GIVEN REQUEST
Report each line in the data below that contains the word "orange", copying the line in full.

EXERCISE INPUTS
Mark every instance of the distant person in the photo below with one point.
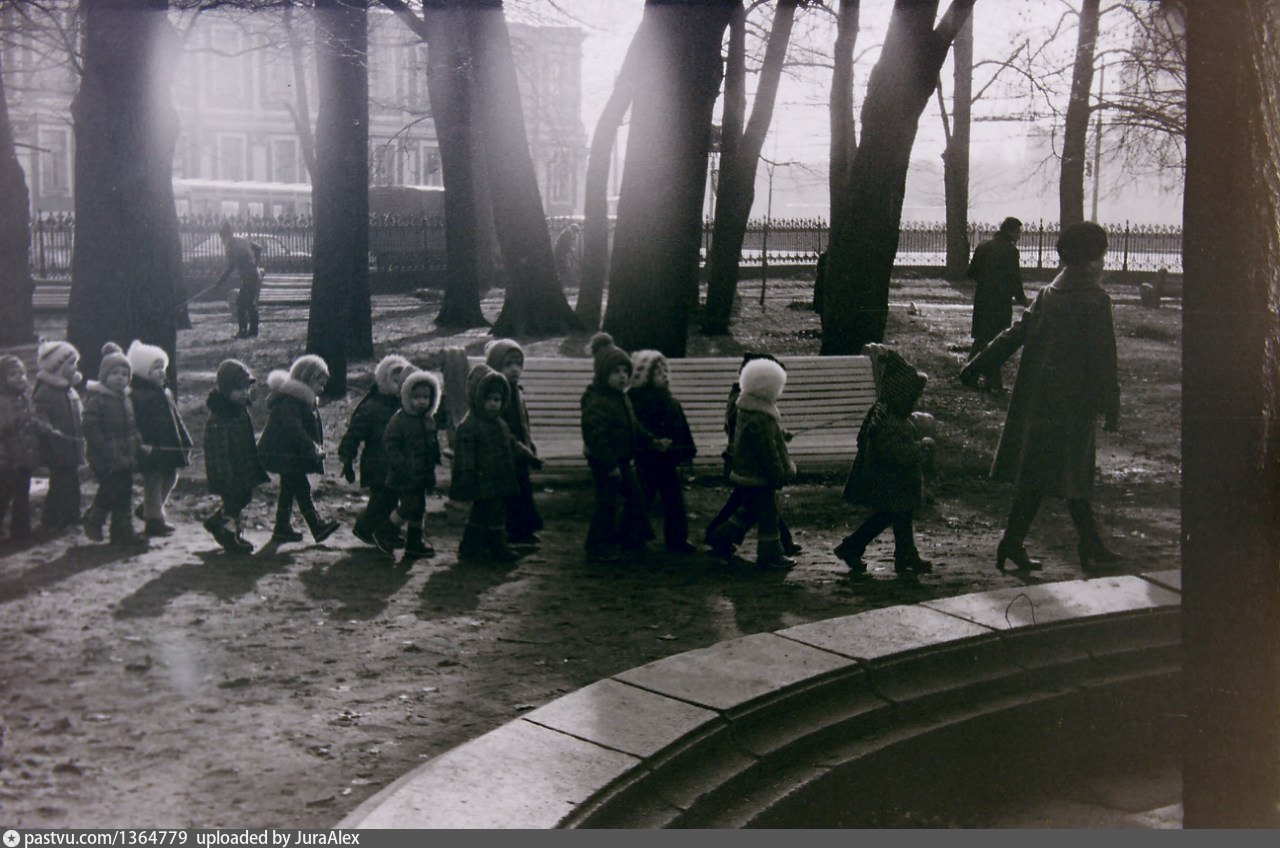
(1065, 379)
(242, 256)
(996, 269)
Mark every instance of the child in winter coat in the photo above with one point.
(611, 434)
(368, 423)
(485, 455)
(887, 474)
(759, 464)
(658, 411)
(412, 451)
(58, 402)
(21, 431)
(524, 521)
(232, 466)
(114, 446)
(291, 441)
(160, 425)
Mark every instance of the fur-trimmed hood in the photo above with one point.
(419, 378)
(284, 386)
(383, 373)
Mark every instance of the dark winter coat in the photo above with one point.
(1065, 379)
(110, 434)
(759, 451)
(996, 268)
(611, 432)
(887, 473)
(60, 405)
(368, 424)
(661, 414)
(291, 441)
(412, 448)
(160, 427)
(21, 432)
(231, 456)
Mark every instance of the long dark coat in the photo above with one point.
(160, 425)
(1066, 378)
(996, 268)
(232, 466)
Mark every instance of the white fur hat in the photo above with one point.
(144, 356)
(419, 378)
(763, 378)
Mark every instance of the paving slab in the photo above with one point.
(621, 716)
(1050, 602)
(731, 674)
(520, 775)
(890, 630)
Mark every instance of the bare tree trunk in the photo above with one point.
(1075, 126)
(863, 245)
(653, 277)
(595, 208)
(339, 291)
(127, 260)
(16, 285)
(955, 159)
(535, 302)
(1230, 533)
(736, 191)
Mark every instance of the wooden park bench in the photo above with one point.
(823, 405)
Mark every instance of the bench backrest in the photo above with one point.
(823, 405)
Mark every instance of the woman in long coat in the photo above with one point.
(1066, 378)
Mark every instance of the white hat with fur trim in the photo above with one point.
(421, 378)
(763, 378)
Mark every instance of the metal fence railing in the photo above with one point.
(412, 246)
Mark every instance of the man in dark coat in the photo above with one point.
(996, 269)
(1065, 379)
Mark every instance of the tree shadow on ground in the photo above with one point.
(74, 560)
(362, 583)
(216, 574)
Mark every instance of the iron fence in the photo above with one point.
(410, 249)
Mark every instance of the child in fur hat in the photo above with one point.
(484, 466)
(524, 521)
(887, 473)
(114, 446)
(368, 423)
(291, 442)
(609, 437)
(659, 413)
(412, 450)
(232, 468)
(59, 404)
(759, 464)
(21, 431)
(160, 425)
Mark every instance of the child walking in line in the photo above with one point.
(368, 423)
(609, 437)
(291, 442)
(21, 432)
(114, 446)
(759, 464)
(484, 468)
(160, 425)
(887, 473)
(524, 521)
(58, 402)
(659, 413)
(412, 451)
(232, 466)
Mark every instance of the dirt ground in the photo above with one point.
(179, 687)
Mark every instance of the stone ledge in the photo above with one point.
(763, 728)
...
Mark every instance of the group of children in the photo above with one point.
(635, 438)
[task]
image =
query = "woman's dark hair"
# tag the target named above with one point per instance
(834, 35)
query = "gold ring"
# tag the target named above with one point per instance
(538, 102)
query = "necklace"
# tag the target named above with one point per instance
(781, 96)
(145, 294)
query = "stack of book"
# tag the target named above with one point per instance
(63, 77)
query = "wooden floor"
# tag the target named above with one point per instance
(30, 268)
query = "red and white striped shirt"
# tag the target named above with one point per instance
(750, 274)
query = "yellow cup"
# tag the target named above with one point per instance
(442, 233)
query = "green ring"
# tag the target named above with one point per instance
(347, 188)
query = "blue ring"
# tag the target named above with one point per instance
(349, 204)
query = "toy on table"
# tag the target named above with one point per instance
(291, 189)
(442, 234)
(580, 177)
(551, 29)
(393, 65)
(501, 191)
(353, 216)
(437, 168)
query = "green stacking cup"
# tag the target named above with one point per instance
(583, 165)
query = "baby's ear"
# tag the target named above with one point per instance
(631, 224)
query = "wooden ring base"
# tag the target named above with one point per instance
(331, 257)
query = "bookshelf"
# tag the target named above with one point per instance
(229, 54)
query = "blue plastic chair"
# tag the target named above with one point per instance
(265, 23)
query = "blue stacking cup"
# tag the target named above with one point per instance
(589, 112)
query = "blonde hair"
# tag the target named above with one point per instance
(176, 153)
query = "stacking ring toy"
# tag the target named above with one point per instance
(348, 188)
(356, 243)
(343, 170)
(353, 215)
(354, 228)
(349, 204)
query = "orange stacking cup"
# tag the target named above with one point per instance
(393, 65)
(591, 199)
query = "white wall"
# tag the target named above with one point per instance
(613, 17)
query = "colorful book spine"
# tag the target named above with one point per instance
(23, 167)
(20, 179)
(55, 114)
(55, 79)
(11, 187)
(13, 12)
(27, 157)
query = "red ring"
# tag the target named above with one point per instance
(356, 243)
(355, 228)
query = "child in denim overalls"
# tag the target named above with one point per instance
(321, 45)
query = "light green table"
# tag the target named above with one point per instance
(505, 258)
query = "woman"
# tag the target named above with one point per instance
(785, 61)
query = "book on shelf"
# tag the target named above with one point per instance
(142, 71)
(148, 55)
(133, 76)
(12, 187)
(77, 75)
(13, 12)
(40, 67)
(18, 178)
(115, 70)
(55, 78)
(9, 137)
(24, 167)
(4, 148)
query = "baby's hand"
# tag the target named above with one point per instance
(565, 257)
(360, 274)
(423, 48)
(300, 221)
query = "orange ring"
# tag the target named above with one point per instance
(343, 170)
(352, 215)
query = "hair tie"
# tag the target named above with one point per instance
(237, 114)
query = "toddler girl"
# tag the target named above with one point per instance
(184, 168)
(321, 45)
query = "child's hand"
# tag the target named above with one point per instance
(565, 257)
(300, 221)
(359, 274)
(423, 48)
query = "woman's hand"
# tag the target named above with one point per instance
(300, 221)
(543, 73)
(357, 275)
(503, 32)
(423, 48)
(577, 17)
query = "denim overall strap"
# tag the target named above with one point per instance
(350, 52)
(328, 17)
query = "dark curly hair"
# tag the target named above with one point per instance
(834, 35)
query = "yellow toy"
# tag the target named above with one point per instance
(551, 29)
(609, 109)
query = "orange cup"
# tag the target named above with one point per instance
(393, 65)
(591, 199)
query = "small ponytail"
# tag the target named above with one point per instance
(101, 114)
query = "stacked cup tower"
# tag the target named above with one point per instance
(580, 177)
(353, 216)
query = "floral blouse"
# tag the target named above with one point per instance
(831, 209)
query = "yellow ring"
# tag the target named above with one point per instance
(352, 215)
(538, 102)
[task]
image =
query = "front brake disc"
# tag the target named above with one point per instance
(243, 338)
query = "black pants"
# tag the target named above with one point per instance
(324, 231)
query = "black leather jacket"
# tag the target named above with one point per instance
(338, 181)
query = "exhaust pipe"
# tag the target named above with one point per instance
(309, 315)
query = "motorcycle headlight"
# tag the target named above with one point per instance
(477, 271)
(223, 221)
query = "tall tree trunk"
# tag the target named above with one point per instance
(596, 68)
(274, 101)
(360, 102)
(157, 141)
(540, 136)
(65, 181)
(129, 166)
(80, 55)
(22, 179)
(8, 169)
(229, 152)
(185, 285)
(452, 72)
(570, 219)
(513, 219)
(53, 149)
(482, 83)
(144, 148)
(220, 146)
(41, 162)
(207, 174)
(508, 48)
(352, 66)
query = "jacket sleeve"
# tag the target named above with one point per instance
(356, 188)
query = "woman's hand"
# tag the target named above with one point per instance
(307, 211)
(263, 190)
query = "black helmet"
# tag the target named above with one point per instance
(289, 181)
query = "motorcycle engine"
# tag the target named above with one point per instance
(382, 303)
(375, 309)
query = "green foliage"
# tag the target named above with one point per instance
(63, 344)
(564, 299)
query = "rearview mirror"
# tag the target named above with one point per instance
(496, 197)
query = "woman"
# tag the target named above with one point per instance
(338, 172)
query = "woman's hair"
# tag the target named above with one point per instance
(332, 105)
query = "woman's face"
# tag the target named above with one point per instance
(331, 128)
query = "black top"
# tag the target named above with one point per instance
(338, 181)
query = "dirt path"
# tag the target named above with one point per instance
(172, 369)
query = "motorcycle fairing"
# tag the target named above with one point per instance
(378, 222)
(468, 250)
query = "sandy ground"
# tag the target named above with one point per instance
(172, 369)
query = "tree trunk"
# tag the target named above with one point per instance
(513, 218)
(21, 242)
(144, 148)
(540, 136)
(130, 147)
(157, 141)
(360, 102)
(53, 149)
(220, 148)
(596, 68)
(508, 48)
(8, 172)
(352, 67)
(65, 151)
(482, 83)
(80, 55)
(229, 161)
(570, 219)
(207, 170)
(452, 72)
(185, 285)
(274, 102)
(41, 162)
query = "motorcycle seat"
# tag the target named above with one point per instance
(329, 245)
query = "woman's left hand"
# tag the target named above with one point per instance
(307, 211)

ANSWER TO THE EXERCISE
query = "orange stacking cup"
query = "orange ring"
query = "orange cup"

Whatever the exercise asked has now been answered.